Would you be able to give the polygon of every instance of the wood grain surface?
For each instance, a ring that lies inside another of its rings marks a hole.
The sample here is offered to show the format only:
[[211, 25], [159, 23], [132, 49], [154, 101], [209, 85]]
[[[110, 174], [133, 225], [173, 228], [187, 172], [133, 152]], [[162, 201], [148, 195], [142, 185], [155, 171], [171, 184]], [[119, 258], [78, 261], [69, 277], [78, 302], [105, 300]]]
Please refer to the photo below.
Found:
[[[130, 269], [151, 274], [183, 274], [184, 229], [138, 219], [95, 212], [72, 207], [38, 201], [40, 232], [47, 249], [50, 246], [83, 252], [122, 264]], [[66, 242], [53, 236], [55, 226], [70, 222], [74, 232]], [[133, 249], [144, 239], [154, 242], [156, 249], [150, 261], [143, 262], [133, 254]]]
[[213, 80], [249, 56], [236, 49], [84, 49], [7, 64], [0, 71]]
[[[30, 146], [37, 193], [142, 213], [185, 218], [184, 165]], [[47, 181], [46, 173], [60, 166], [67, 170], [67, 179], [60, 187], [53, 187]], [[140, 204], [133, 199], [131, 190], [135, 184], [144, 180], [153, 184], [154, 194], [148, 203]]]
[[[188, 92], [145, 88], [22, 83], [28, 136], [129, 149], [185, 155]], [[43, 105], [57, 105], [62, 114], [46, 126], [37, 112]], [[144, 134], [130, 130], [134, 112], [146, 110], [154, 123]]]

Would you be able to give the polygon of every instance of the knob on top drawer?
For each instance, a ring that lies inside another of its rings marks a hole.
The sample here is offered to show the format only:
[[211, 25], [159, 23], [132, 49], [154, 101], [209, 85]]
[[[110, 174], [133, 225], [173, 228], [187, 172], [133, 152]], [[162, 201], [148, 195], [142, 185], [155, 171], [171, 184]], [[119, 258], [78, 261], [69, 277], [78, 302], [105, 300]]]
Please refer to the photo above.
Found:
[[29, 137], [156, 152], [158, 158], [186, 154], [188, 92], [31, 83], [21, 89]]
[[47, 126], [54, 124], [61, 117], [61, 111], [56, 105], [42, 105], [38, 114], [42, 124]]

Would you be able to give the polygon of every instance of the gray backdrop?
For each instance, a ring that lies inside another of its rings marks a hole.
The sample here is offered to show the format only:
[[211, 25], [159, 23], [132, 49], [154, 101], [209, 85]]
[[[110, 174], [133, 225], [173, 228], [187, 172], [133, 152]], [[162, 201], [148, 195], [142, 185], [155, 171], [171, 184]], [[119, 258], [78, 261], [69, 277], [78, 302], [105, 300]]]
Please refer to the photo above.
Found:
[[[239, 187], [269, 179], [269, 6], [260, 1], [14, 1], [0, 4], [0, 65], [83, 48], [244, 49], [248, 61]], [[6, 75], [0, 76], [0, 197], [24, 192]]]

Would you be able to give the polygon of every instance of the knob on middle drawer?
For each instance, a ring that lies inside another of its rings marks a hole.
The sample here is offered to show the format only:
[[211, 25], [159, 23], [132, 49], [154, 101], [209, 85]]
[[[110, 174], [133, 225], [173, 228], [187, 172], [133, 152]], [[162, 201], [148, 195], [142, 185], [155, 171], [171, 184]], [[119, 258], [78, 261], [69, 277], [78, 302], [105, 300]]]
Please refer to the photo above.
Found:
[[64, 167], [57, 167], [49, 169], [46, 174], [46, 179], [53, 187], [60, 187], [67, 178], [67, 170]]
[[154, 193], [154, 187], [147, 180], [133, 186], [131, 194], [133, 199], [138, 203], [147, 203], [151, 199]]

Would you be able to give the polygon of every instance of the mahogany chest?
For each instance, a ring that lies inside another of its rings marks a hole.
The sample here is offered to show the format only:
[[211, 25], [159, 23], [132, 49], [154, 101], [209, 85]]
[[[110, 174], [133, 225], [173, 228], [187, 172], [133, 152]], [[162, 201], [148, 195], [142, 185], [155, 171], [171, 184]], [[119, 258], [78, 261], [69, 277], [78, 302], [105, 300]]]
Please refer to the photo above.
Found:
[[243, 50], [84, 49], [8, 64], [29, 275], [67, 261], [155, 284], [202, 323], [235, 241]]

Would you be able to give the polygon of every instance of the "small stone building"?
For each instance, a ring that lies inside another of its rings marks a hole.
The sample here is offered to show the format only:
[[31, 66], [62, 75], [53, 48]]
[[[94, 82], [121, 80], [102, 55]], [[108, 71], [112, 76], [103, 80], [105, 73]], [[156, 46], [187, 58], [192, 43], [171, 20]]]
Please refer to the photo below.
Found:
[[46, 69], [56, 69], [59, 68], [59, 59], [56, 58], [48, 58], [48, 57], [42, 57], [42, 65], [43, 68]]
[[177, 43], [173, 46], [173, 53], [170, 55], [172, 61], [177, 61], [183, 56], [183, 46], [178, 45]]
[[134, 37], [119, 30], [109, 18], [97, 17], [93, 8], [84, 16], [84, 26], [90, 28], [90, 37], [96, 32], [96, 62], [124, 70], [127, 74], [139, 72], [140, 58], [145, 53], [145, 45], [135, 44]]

> _Stated exercise_:
Please rewrite the records from the line with "on middle drawer?" to the line with "203], [151, 199]]", both included, and give only those lines, requests and all. Shift every coordinate in the answers by -63, and leave the requests and their format samples unchanged.

> _Result for this task_:
Would you be able to give the polygon of every instance of the knob on middle drawer?
For each instance, a ring that lies inside another of its rings marks a hole.
The sample here is offered to show the format only:
[[211, 25], [159, 23], [132, 49], [154, 101], [209, 85]]
[[[110, 174], [133, 225], [173, 228], [187, 172], [133, 152]], [[162, 201], [148, 195], [142, 185], [155, 171], [171, 184]], [[119, 258], [78, 261], [69, 277], [78, 302], [105, 300]]]
Please refer to the photo above.
Found:
[[1, 104], [-6, 104], [-14, 106], [-17, 111], [-17, 116], [-10, 124], [-3, 124], [4, 115], [4, 107]]
[[91, 130], [91, 124], [84, 117], [70, 123], [68, 131], [70, 136], [75, 140], [84, 140], [88, 136]]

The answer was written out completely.